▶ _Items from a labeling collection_

━━━━━━

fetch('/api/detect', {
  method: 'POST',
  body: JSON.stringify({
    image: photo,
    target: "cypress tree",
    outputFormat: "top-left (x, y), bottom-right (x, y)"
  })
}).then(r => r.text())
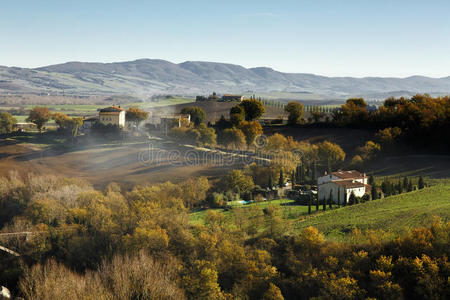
top-left (278, 169), bottom-right (284, 188)
top-left (370, 184), bottom-right (378, 200)
top-left (328, 190), bottom-right (333, 209)
top-left (338, 187), bottom-right (341, 208)
top-left (291, 171), bottom-right (295, 189)
top-left (403, 176), bottom-right (409, 192)
top-left (408, 179), bottom-right (413, 192)
top-left (328, 157), bottom-right (331, 174)
top-left (349, 191), bottom-right (356, 204)
top-left (417, 175), bottom-right (425, 190)
top-left (300, 164), bottom-right (305, 184)
top-left (312, 161), bottom-right (317, 182)
top-left (308, 194), bottom-right (311, 215)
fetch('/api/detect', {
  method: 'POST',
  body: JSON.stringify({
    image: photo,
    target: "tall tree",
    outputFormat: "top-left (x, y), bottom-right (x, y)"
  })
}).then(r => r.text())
top-left (417, 175), bottom-right (425, 190)
top-left (27, 106), bottom-right (52, 132)
top-left (328, 190), bottom-right (333, 209)
top-left (308, 194), bottom-right (312, 215)
top-left (0, 112), bottom-right (17, 134)
top-left (338, 187), bottom-right (341, 208)
top-left (180, 106), bottom-right (206, 126)
top-left (239, 121), bottom-right (263, 147)
top-left (278, 169), bottom-right (284, 188)
top-left (284, 102), bottom-right (303, 125)
top-left (239, 99), bottom-right (266, 121)
top-left (230, 105), bottom-right (245, 127)
top-left (317, 141), bottom-right (345, 169)
top-left (370, 183), bottom-right (378, 200)
top-left (291, 170), bottom-right (295, 189)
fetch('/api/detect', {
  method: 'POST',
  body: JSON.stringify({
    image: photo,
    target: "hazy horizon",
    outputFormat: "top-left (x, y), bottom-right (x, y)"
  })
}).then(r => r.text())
top-left (0, 0), bottom-right (450, 78)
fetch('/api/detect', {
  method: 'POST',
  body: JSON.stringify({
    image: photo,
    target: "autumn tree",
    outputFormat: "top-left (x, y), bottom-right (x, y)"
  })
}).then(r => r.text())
top-left (27, 106), bottom-right (52, 132)
top-left (230, 105), bottom-right (245, 127)
top-left (222, 128), bottom-right (246, 149)
top-left (239, 99), bottom-right (266, 121)
top-left (318, 141), bottom-right (345, 167)
top-left (284, 102), bottom-right (303, 125)
top-left (239, 121), bottom-right (263, 147)
top-left (222, 170), bottom-right (255, 193)
top-left (196, 123), bottom-right (217, 145)
top-left (126, 107), bottom-right (148, 129)
top-left (0, 112), bottom-right (17, 134)
top-left (180, 106), bottom-right (206, 126)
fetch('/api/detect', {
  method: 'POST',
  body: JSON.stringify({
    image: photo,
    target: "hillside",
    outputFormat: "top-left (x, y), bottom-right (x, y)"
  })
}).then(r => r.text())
top-left (0, 59), bottom-right (450, 100)
top-left (295, 184), bottom-right (450, 240)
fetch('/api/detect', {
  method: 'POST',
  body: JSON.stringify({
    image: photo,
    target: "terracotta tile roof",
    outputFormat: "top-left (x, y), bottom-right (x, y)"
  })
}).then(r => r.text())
top-left (331, 180), bottom-right (371, 191)
top-left (332, 170), bottom-right (364, 179)
top-left (100, 106), bottom-right (125, 113)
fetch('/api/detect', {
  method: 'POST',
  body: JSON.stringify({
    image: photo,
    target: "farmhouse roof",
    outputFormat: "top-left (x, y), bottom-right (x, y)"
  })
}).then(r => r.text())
top-left (332, 180), bottom-right (370, 189)
top-left (100, 106), bottom-right (125, 114)
top-left (332, 170), bottom-right (365, 179)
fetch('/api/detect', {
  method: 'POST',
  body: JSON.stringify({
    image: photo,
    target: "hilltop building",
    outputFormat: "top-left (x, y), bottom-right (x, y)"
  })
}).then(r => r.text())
top-left (317, 170), bottom-right (371, 204)
top-left (222, 94), bottom-right (244, 102)
top-left (98, 106), bottom-right (125, 128)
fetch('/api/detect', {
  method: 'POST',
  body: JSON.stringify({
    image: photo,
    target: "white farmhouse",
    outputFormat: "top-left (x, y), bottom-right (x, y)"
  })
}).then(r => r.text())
top-left (98, 106), bottom-right (125, 128)
top-left (317, 170), bottom-right (370, 204)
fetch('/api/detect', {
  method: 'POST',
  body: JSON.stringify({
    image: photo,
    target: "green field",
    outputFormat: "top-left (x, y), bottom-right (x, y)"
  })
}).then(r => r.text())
top-left (190, 184), bottom-right (450, 242)
top-left (294, 184), bottom-right (450, 240)
top-left (190, 199), bottom-right (336, 224)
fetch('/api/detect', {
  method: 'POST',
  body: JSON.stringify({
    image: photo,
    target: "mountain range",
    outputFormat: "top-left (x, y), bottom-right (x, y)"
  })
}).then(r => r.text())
top-left (0, 59), bottom-right (450, 99)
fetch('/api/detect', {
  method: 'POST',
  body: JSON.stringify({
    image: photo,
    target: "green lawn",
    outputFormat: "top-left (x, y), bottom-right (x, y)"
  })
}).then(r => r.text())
top-left (15, 98), bottom-right (195, 118)
top-left (294, 184), bottom-right (450, 240)
top-left (189, 199), bottom-right (336, 224)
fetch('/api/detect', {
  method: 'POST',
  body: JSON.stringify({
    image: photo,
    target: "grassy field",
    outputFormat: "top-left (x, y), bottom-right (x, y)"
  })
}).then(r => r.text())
top-left (190, 184), bottom-right (450, 242)
top-left (294, 184), bottom-right (450, 240)
top-left (190, 199), bottom-right (336, 224)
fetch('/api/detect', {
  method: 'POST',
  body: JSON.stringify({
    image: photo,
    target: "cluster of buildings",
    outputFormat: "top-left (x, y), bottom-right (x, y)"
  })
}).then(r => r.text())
top-left (195, 93), bottom-right (244, 102)
top-left (317, 170), bottom-right (371, 204)
top-left (83, 106), bottom-right (191, 131)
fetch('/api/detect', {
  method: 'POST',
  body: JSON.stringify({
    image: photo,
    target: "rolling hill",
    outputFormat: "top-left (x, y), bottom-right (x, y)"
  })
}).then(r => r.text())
top-left (0, 59), bottom-right (450, 99)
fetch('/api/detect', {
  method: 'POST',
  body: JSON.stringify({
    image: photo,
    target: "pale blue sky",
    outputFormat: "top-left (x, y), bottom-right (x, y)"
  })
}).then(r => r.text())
top-left (0, 0), bottom-right (450, 77)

━━━━━━

▶ _TASK OBJECTIVE_
Please reproduce all of the data above word for word, leaving out the pictures.

▶ _REPLY TO THE TASK_
fetch('/api/detect', {
  method: 'POST',
  body: JSON.stringify({
    image: photo,
    target: "cypress tree",
    outputFormat: "top-left (x, y), bottom-right (x, y)"
  })
}).then(r => r.text())
top-left (278, 169), bottom-right (284, 188)
top-left (370, 184), bottom-right (378, 200)
top-left (328, 190), bottom-right (333, 209)
top-left (338, 187), bottom-right (341, 208)
top-left (291, 171), bottom-right (295, 189)
top-left (403, 176), bottom-right (409, 192)
top-left (408, 179), bottom-right (413, 192)
top-left (328, 157), bottom-right (331, 174)
top-left (349, 191), bottom-right (356, 204)
top-left (417, 175), bottom-right (425, 190)
top-left (300, 164), bottom-right (305, 184)
top-left (312, 161), bottom-right (317, 182)
top-left (308, 194), bottom-right (311, 215)
fetch('/api/detect', {
  method: 'POST',
  body: JSON.stringify({
    image: photo,
    target: "tall tree",
    outputFormat: "top-left (x, y), bottom-right (x, y)"
  })
}).then(r => r.text())
top-left (417, 175), bottom-right (425, 190)
top-left (27, 106), bottom-right (52, 132)
top-left (328, 190), bottom-right (333, 209)
top-left (308, 194), bottom-right (312, 215)
top-left (0, 112), bottom-right (17, 134)
top-left (338, 187), bottom-right (341, 208)
top-left (180, 106), bottom-right (206, 126)
top-left (239, 121), bottom-right (263, 147)
top-left (278, 169), bottom-right (284, 188)
top-left (284, 102), bottom-right (303, 125)
top-left (239, 99), bottom-right (266, 121)
top-left (230, 105), bottom-right (245, 127)
top-left (317, 141), bottom-right (345, 169)
top-left (370, 183), bottom-right (378, 200)
top-left (291, 170), bottom-right (295, 189)
fetch('/api/detect', {
  method: 'POST',
  body: JSON.stringify({
    image: photo,
    target: "hazy horizon",
    outputFormat: "top-left (x, y), bottom-right (x, y)"
  })
}).then(r => r.text())
top-left (0, 0), bottom-right (450, 78)
fetch('/api/detect', {
  method: 'POST',
  body: JSON.stringify({
    image: photo,
    target: "autumn tree",
    outputFormat: "top-left (x, y), bottom-right (x, y)"
  })
}).then(r => r.text())
top-left (27, 106), bottom-right (52, 132)
top-left (230, 105), bottom-right (245, 127)
top-left (222, 128), bottom-right (246, 149)
top-left (239, 99), bottom-right (266, 121)
top-left (318, 141), bottom-right (345, 167)
top-left (284, 102), bottom-right (303, 125)
top-left (239, 121), bottom-right (263, 147)
top-left (222, 170), bottom-right (255, 193)
top-left (196, 123), bottom-right (217, 145)
top-left (126, 107), bottom-right (148, 129)
top-left (0, 112), bottom-right (17, 134)
top-left (180, 106), bottom-right (206, 126)
fetch('/api/detect', {
  method: 'POST',
  body: JSON.stringify({
    image: photo,
    target: "hillside",
    outputFormat: "top-left (x, y), bottom-right (x, y)"
  })
}).then(r => r.text())
top-left (0, 59), bottom-right (450, 100)
top-left (295, 184), bottom-right (450, 240)
fetch('/api/detect', {
  method: 'POST',
  body: JSON.stringify({
    image: photo,
    target: "terracotta tile roof",
    outputFormat: "top-left (x, y), bottom-right (x, y)"
  })
}).then(r => r.text())
top-left (331, 180), bottom-right (371, 191)
top-left (332, 170), bottom-right (364, 179)
top-left (100, 106), bottom-right (125, 113)
fetch('/api/detect', {
  method: 'POST',
  body: JSON.stringify({
    image: photo,
    target: "farmhouse roof",
    outputFormat: "top-left (x, y), bottom-right (x, y)"
  })
}).then(r => r.text())
top-left (332, 180), bottom-right (370, 189)
top-left (100, 106), bottom-right (125, 114)
top-left (332, 170), bottom-right (365, 179)
fetch('/api/detect', {
  method: 'POST',
  body: JSON.stringify({
    image: photo,
    target: "hilltop building",
    outputFormat: "top-left (x, y), bottom-right (x, y)"
  })
}).then(r => r.text())
top-left (317, 170), bottom-right (371, 204)
top-left (222, 94), bottom-right (244, 102)
top-left (98, 106), bottom-right (125, 128)
fetch('/api/detect', {
  method: 'POST',
  body: JSON.stringify({
    image: photo,
    target: "white farmhouse",
    outputFormat: "top-left (x, y), bottom-right (x, y)"
  })
}).then(r => r.text())
top-left (98, 106), bottom-right (125, 128)
top-left (317, 170), bottom-right (370, 204)
fetch('/api/detect', {
  method: 'POST',
  body: JSON.stringify({
    image: photo,
    target: "green field",
    outputFormat: "top-left (x, y), bottom-right (x, y)"
  })
}).then(r => r.text())
top-left (190, 184), bottom-right (450, 242)
top-left (294, 184), bottom-right (450, 240)
top-left (190, 199), bottom-right (336, 224)
fetch('/api/detect', {
  method: 'POST',
  body: JSON.stringify({
    image: photo,
    target: "mountain range",
    outputFormat: "top-left (x, y), bottom-right (x, y)"
  })
}).then(r => r.text())
top-left (0, 59), bottom-right (450, 99)
fetch('/api/detect', {
  method: 'POST',
  body: JSON.stringify({
    image: photo,
    target: "green lawn",
    outputFormat: "top-left (x, y), bottom-right (x, y)"
  })
}).then(r => r.text())
top-left (15, 98), bottom-right (195, 118)
top-left (294, 184), bottom-right (450, 240)
top-left (189, 199), bottom-right (336, 224)
fetch('/api/detect', {
  method: 'POST',
  body: JSON.stringify({
    image: photo,
    target: "grassy field",
    outputFormat: "top-left (x, y), bottom-right (x, y)"
  })
}).then(r => r.text())
top-left (190, 184), bottom-right (450, 242)
top-left (294, 184), bottom-right (450, 240)
top-left (190, 199), bottom-right (336, 224)
fetch('/api/detect', {
  method: 'POST',
  body: JSON.stringify({
    image: photo,
    target: "cluster of buildings",
    outputFormat: "top-left (x, y), bottom-right (x, y)"
  })
}).then(r => r.text())
top-left (195, 93), bottom-right (244, 102)
top-left (317, 170), bottom-right (371, 204)
top-left (83, 106), bottom-right (191, 131)
fetch('/api/detect', {
  method: 'POST',
  body: JSON.stringify({
    image: photo,
    target: "rolling hill",
    outputFormat: "top-left (x, y), bottom-right (x, y)"
  })
}).then(r => r.text())
top-left (0, 59), bottom-right (450, 99)
fetch('/api/detect', {
  method: 'POST',
  body: JSON.stringify({
    image: photo,
    target: "pale blue sky",
    outputFormat: "top-left (x, y), bottom-right (x, y)"
  })
}).then(r => r.text())
top-left (0, 0), bottom-right (450, 77)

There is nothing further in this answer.